-- EXERCISE --
Return the entries verbatim and drop every picture.

(Collected data)
================

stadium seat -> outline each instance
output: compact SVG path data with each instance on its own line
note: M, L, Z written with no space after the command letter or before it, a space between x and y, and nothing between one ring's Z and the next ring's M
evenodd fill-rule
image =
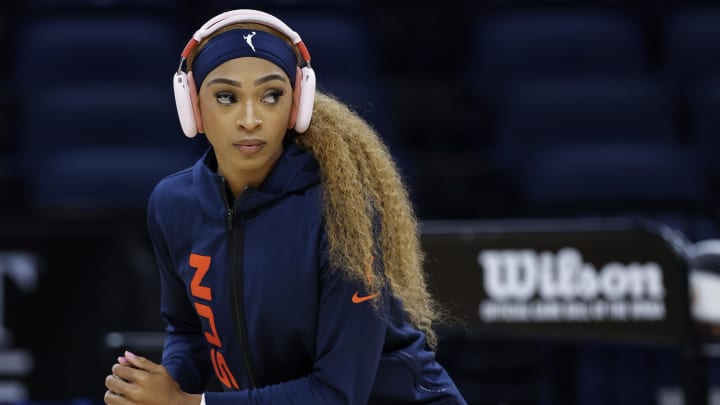
M172 89L172 73L186 41L172 24L147 16L35 19L20 32L15 81L23 88L145 81Z
M686 118L683 138L702 162L720 198L720 7L677 7L665 21L664 68Z
M471 17L468 26L462 132L464 143L483 149L502 142L496 127L513 86L642 78L651 67L643 25L621 9L504 7Z
M498 167L532 215L704 216L711 190L678 142L672 94L651 78L518 82L498 107Z
M672 94L651 78L567 78L520 81L498 101L497 164L524 168L555 146L606 142L670 143Z
M482 15L473 27L468 79L480 95L518 79L648 68L642 27L622 12L518 8Z
M720 7L696 5L673 12L665 25L667 75L680 86L720 77Z
M527 166L522 182L530 205L556 211L694 211L709 190L687 152L654 142L558 145Z
M9 36L10 32L8 24L6 10L0 6L0 35L5 38ZM7 42L8 41L0 42L0 53L3 55L9 53ZM8 64L3 64L3 66L0 67L0 159L7 157L9 151L10 72L8 68Z
M688 104L689 144L720 190L720 75L699 82Z
M214 10L230 10L235 8L255 8L265 10L268 8L282 10L287 8L305 8L311 10L326 10L328 8L360 8L362 0L263 0L246 1L240 6L233 0L210 0L209 5Z
M720 175L715 141L720 102L719 20L717 5L678 7L665 21L663 37L664 73L675 86L679 111L687 117L686 140L712 176Z
M16 28L14 4L3 2L0 5L0 35L12 38ZM12 42L0 41L0 53L11 54ZM15 100L12 91L12 63L4 63L0 67L0 213L16 210L22 204L17 196L18 170L14 164L17 152L17 131L14 131Z
M40 209L144 209L155 183L207 145L184 137L170 91L142 85L58 88L22 122L27 189Z
M144 10L171 10L182 4L182 0L29 0L25 7L33 13L67 10L111 10L136 8Z
M25 27L14 86L32 209L142 211L154 183L199 157L206 144L182 135L171 86L183 42L147 16Z

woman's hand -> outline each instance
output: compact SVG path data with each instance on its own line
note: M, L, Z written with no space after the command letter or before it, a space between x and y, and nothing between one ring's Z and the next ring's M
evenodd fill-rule
M165 367L126 351L105 378L109 405L198 405L200 395L183 392Z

================

-- THE COMPLETED TASK --
stadium seat -> outline each instance
output: compact SVG path data with each instance on its own line
note: M, L, Z written with no space after the command letter or before it, a space between x and y, and nothing between one ring's Z and the next ring's M
evenodd fill-rule
image =
M172 89L172 73L186 41L172 24L147 16L35 19L20 32L15 81L23 88L145 81Z
M686 118L683 138L702 162L720 198L720 7L677 7L665 21L664 68Z
M471 17L468 26L462 132L464 143L483 149L502 142L496 127L513 86L642 78L651 67L643 25L621 9L504 7Z
M498 167L532 215L704 216L711 190L678 142L672 94L651 78L518 82L498 107Z
M672 94L651 78L567 78L520 81L498 101L497 164L524 168L555 146L606 142L670 143Z
M482 15L473 27L468 79L480 95L518 79L648 68L642 27L622 12L518 8Z
M720 7L696 5L673 12L665 25L667 75L680 86L720 77Z
M527 166L522 182L530 205L556 211L694 211L709 190L687 152L654 142L558 145Z
M9 36L10 32L8 24L6 10L0 6L0 35L5 38ZM7 42L8 41L0 42L0 53L3 55L9 53ZM8 64L3 64L3 66L0 67L0 159L7 157L9 151L10 72L8 68Z
M688 104L689 144L720 190L720 75L699 82Z
M214 10L230 10L235 8L255 8L265 10L268 8L282 10L287 8L305 8L311 10L326 10L328 8L360 8L362 0L263 0L246 1L240 6L233 0L210 0L209 5Z
M720 175L715 141L720 102L719 20L717 5L678 7L665 21L663 37L664 73L675 86L679 111L687 117L686 140L712 176Z
M16 28L14 4L3 2L0 5L0 35L12 38ZM12 42L0 41L0 53L11 54ZM15 100L12 91L12 63L4 63L0 67L0 213L16 210L22 204L17 196L18 170L14 164L17 152L17 131L14 131Z
M40 209L144 209L155 183L207 145L184 137L170 91L142 85L58 88L22 122L27 189Z
M144 10L171 10L182 4L182 0L29 0L25 7L33 13L67 10L111 10L136 8Z
M25 27L14 86L32 209L142 211L154 183L199 157L206 144L182 135L171 86L183 42L147 16Z

woman's hand -> outline each instance
output: compact SVG path data with each instance on its own line
note: M, L, Z written with no space after the command letter or before it, a space between x and y, and nothing between one ring's Z and the next ring's M
evenodd fill-rule
M165 367L126 351L105 378L109 405L198 405L200 395L183 392Z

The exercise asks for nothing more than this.